Problem description. Extract each line in the listing below that contains the word "sneaker". Treat uppercase and lowercase as different.
## BEGIN
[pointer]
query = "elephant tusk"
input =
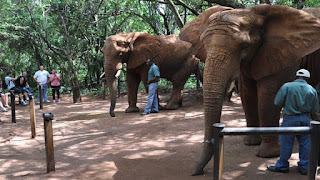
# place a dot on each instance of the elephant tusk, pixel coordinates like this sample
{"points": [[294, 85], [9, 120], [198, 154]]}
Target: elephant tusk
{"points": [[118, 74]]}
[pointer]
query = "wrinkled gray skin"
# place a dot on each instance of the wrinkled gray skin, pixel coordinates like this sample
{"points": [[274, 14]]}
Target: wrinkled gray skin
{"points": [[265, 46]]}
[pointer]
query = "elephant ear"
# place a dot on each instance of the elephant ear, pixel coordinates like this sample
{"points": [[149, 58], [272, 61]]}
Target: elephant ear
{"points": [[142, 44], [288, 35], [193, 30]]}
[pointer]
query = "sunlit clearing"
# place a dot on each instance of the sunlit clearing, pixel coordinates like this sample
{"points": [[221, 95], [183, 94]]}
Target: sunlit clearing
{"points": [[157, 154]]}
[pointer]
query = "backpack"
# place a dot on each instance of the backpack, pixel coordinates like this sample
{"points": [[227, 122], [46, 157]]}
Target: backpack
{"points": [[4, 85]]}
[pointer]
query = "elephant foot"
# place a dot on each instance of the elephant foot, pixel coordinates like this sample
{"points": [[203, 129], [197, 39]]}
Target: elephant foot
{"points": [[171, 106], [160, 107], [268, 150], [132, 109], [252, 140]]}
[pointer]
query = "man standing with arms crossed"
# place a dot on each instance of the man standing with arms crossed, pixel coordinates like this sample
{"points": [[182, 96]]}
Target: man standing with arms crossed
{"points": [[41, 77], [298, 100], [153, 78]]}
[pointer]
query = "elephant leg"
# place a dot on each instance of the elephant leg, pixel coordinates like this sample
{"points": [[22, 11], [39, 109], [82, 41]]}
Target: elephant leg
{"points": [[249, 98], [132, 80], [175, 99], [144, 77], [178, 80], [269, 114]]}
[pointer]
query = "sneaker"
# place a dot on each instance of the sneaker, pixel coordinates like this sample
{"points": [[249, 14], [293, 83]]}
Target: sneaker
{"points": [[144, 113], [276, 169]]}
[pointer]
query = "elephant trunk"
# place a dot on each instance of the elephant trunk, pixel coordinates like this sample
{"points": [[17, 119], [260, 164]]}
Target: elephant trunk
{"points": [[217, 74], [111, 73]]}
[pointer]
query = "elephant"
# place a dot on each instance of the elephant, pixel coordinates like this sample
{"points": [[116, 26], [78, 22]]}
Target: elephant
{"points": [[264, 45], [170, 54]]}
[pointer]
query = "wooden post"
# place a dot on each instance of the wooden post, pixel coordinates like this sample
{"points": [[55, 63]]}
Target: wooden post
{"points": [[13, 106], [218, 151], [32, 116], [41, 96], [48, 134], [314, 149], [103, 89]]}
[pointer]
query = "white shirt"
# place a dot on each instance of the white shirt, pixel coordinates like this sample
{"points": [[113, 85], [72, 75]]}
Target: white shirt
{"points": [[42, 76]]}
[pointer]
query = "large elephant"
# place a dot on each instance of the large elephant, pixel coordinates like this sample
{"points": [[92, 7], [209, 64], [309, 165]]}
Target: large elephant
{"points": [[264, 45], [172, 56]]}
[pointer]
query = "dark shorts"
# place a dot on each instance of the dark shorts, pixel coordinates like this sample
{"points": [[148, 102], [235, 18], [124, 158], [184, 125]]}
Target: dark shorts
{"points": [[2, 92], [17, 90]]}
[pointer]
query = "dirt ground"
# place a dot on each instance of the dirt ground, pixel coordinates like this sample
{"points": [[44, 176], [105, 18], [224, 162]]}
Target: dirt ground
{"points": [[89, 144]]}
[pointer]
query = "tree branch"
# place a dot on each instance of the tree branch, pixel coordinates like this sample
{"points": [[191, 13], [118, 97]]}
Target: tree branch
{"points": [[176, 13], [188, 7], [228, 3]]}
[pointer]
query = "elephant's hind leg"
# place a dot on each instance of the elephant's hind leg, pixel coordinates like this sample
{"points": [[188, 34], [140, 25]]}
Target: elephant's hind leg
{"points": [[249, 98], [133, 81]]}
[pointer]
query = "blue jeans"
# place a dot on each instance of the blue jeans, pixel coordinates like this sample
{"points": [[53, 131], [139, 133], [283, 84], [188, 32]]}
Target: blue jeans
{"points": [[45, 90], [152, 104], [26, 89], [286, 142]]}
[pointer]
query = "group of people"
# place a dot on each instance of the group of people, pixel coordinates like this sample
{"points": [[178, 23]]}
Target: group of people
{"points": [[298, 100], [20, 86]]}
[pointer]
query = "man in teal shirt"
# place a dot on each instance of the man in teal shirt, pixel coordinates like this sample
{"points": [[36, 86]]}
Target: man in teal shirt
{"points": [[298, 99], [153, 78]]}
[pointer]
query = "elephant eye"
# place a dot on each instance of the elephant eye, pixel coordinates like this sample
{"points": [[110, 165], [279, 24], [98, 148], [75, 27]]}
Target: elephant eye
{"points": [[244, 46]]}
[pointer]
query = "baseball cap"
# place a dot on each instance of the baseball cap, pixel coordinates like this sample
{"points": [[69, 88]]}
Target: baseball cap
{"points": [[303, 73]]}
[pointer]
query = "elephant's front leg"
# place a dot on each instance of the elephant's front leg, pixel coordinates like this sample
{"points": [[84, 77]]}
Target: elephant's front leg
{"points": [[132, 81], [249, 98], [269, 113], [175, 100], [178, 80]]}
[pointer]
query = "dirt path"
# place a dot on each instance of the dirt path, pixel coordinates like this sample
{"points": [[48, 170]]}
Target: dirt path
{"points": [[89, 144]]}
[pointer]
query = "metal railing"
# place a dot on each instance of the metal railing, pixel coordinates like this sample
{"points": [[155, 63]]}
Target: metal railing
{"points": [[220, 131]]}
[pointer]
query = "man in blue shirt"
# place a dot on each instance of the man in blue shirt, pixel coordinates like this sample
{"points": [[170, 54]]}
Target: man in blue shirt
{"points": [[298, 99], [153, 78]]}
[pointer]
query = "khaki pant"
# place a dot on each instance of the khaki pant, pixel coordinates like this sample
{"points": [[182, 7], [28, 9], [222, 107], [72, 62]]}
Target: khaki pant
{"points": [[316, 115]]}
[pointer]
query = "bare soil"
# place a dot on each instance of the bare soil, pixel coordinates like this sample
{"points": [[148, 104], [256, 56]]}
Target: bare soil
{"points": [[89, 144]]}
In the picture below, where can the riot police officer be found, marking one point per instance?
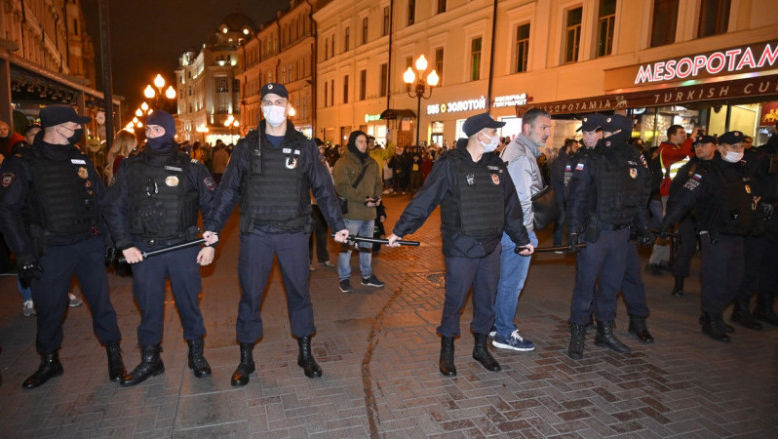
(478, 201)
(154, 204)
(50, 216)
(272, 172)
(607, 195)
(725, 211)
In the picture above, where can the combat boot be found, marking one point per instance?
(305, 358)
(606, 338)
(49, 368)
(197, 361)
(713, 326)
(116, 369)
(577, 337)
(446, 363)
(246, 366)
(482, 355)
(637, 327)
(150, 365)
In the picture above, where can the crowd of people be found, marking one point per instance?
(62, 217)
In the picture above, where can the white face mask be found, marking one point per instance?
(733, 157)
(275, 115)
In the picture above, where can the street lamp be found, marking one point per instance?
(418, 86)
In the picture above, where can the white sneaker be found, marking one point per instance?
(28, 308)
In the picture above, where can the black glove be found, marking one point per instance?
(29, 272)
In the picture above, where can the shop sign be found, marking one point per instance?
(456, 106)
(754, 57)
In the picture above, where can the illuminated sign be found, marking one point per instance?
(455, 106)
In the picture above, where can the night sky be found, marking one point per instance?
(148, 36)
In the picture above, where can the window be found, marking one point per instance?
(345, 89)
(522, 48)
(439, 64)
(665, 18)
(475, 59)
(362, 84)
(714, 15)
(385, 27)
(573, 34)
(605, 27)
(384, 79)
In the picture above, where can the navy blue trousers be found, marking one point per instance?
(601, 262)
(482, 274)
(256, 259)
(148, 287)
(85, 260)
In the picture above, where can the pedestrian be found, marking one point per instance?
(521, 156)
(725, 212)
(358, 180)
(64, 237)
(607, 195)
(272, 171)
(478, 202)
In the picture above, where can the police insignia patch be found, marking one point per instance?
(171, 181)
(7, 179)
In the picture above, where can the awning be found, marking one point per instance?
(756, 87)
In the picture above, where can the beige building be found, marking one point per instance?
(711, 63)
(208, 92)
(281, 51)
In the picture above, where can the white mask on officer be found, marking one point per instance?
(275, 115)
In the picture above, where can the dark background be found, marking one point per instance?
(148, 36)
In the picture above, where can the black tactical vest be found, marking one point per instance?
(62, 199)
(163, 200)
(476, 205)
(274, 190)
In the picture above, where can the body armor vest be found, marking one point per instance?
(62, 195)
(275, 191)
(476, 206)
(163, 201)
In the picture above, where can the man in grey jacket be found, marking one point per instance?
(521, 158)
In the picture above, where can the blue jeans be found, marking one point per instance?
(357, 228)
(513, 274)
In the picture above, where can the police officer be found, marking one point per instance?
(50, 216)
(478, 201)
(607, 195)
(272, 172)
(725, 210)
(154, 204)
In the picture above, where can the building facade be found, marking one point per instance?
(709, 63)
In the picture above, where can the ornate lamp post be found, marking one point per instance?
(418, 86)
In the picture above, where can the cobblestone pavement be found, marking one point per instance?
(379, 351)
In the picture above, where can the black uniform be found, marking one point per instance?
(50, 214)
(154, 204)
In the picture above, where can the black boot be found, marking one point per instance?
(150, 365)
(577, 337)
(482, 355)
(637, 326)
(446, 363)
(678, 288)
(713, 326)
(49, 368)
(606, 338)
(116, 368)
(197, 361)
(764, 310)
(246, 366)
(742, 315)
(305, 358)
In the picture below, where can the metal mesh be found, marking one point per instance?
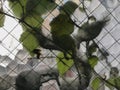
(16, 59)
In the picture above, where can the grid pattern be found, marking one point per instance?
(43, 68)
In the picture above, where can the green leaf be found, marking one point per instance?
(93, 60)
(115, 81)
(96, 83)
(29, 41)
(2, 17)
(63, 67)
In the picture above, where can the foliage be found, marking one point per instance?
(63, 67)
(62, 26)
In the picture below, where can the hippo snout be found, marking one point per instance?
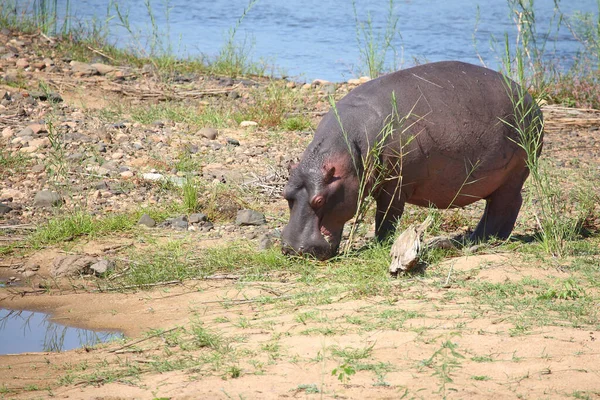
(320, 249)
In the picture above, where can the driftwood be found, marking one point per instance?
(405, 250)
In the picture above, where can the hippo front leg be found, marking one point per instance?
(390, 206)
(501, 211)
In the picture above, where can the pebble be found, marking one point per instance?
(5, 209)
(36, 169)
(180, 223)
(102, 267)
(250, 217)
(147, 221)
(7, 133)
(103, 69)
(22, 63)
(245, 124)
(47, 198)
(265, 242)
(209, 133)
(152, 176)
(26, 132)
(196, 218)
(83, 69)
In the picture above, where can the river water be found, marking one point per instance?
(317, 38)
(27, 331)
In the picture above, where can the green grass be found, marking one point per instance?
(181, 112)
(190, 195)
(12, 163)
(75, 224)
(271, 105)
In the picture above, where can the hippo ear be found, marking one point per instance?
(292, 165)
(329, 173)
## END
## BEGIN
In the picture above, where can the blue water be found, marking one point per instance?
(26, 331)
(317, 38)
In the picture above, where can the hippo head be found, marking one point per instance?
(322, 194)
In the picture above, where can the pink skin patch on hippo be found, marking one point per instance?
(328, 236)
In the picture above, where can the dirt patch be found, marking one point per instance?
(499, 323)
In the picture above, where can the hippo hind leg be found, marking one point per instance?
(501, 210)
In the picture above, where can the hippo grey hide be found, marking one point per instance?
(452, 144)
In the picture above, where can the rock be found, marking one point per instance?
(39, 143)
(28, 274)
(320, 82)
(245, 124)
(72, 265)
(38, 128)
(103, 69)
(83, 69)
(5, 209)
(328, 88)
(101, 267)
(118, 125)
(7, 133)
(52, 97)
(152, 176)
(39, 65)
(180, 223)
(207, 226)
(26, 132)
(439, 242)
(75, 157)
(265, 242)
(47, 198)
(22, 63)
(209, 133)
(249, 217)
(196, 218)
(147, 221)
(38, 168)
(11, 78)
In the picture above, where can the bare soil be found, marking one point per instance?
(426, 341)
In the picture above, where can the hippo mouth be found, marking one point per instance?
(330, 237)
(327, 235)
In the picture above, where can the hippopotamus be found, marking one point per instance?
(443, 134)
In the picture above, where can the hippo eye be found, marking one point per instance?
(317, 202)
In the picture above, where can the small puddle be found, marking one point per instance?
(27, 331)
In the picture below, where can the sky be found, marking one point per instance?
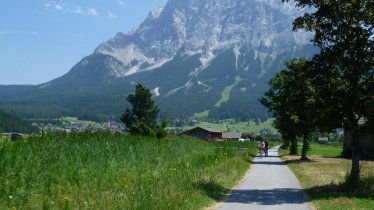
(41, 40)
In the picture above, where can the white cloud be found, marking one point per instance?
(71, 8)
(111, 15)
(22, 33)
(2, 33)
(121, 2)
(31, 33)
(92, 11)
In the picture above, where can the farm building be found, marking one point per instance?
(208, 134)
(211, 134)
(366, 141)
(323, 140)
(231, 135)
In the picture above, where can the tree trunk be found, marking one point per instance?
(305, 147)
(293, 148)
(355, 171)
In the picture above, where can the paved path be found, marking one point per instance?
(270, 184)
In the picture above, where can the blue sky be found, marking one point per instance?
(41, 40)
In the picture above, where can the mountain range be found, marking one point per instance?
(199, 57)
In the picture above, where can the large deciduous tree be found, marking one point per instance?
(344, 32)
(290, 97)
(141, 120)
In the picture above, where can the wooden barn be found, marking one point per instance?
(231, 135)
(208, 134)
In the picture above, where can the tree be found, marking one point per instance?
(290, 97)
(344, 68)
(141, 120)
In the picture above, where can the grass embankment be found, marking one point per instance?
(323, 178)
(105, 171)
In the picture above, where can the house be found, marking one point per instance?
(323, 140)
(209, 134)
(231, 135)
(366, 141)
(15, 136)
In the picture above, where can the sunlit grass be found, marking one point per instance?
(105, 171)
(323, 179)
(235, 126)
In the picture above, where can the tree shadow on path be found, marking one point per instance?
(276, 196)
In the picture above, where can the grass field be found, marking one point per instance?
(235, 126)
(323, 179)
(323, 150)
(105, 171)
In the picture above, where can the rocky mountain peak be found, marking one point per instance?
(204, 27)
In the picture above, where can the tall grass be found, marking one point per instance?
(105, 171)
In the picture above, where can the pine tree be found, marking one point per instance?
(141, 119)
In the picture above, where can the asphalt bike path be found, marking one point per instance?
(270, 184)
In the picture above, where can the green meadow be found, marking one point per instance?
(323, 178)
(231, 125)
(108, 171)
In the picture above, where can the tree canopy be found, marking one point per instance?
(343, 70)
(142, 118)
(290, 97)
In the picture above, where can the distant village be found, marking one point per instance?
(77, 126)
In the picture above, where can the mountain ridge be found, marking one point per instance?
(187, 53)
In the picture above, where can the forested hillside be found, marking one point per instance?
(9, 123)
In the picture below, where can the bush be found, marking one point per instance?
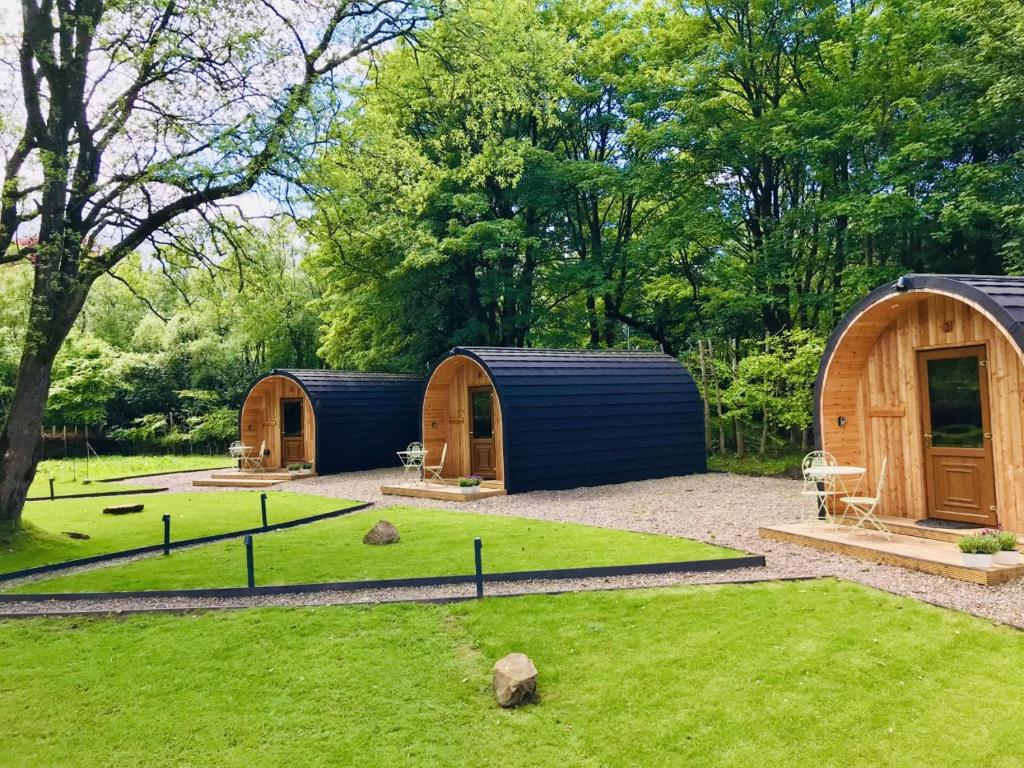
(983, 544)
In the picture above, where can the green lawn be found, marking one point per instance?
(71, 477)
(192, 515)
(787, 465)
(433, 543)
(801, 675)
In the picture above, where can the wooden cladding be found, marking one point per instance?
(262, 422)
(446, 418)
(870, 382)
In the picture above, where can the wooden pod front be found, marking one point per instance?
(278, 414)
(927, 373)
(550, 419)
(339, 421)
## END
## BEGIN
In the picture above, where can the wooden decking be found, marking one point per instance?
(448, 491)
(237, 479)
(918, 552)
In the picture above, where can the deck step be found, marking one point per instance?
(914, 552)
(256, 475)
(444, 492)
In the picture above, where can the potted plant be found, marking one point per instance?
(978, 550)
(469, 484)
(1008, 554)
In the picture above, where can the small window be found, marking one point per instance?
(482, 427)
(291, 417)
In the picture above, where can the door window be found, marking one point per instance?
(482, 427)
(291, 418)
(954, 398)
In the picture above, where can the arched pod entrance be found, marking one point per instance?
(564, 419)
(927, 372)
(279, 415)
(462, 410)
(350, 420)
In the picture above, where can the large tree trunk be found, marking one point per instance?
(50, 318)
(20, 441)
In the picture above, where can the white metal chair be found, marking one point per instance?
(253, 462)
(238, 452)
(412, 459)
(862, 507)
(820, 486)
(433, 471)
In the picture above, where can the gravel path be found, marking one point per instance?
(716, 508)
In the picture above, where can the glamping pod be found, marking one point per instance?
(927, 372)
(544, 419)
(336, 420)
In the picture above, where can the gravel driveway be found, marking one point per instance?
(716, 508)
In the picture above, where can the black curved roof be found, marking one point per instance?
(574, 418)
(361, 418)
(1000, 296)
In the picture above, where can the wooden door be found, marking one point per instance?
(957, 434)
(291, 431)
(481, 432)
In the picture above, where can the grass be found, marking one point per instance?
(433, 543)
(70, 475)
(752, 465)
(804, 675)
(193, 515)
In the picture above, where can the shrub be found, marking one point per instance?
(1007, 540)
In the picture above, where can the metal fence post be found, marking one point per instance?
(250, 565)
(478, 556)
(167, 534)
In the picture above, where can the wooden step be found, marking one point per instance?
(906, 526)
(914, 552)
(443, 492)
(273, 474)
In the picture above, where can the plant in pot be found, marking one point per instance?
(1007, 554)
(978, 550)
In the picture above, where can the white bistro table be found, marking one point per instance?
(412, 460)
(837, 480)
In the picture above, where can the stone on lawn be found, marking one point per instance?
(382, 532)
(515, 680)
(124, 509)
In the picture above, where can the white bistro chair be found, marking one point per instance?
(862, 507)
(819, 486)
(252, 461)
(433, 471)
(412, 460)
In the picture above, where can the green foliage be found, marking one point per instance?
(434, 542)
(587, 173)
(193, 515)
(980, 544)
## END
Response to the task.
query = "sneaker"
# place a dot on each instance of the sneaker, pixel coordinates like this sample
Target: sneaker
In the picture above, where can the white sneaker be found, marking one point per instance?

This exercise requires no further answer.